Please reproduce every one of the items below word for word, keeping them in the same order.

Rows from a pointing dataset
..............................
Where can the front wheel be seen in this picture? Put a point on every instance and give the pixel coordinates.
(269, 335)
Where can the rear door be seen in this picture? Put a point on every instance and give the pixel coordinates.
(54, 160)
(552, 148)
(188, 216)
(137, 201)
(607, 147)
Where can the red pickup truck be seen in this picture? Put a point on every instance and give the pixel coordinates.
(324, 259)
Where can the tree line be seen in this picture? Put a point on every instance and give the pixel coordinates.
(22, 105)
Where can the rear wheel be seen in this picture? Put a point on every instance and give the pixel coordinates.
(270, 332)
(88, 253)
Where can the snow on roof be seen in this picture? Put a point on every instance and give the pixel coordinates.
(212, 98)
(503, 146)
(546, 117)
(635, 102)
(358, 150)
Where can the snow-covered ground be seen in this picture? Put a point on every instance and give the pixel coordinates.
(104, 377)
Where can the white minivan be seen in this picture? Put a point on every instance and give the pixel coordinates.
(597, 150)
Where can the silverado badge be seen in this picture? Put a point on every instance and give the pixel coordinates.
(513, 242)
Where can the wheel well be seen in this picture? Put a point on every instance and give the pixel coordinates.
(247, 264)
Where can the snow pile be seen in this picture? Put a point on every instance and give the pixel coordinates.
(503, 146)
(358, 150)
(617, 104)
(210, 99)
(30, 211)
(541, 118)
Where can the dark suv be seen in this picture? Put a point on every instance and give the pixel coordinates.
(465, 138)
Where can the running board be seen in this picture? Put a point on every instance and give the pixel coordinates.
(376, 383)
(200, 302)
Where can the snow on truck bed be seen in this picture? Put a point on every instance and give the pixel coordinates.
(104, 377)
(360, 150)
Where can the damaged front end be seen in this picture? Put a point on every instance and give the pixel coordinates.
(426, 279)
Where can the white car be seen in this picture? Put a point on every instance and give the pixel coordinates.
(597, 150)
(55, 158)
..............................
Solution below
Where can the front wheel be seen in this picture? Put a point on every instance and give the pixel coordinates.
(269, 335)
Where can the rear door be seen in this picture? Put a point on every instance and give the pixel coordinates.
(54, 160)
(552, 148)
(188, 216)
(137, 201)
(607, 147)
Where can the red pickup truck be seen in this picture? Put a point on every instance and give the pixel coordinates.
(324, 259)
Where can the tree line be seen in this picture? Put a point on every instance and give the pixel coordinates.
(22, 105)
Where can the rear wheel be seen in this picture? Put a point on every instance and give the pixel coordinates.
(270, 332)
(88, 253)
Where can the snow on roof be seen in this picture? Put a point on every instance and give the pixel coordinates.
(212, 98)
(503, 146)
(546, 117)
(635, 102)
(358, 150)
Where can the snow-covered ground be seen in this picture? Put a point on every instance and give the pixel coordinates.
(104, 377)
Where can the white minivan be seen in this picture? Put a point on every instance and give the pixel coordinates.
(597, 150)
Where can the silverado badge be seen in this picture? Put a point on every instance and give the pixel coordinates.
(513, 242)
Where can the wheel well be seen in this picture? Put a point on every instance and give the pixel coordinates.
(247, 264)
Where can the snow pile be seen in this picture? Put a point on every instance and give the pixel coordinates.
(503, 146)
(358, 150)
(617, 104)
(210, 99)
(30, 211)
(541, 118)
Where can the dark suv be seen in this picture? Put a point on every instance and give the pixel coordinates.
(465, 138)
Where can the running board be seen in this picture? Put a point on every instance and give the pixel coordinates.
(376, 383)
(200, 302)
Where can the snow on truck bed be seen in this picture? Put a point on every instance and give the pixel coordinates.
(104, 377)
(360, 150)
Where can the damaged front end be seen in this picture? Put a point on every instance and give the pixel coordinates.
(426, 279)
Where can the white car be seen in this picture? Put a point on every instance and give the pixel coordinates.
(597, 150)
(55, 158)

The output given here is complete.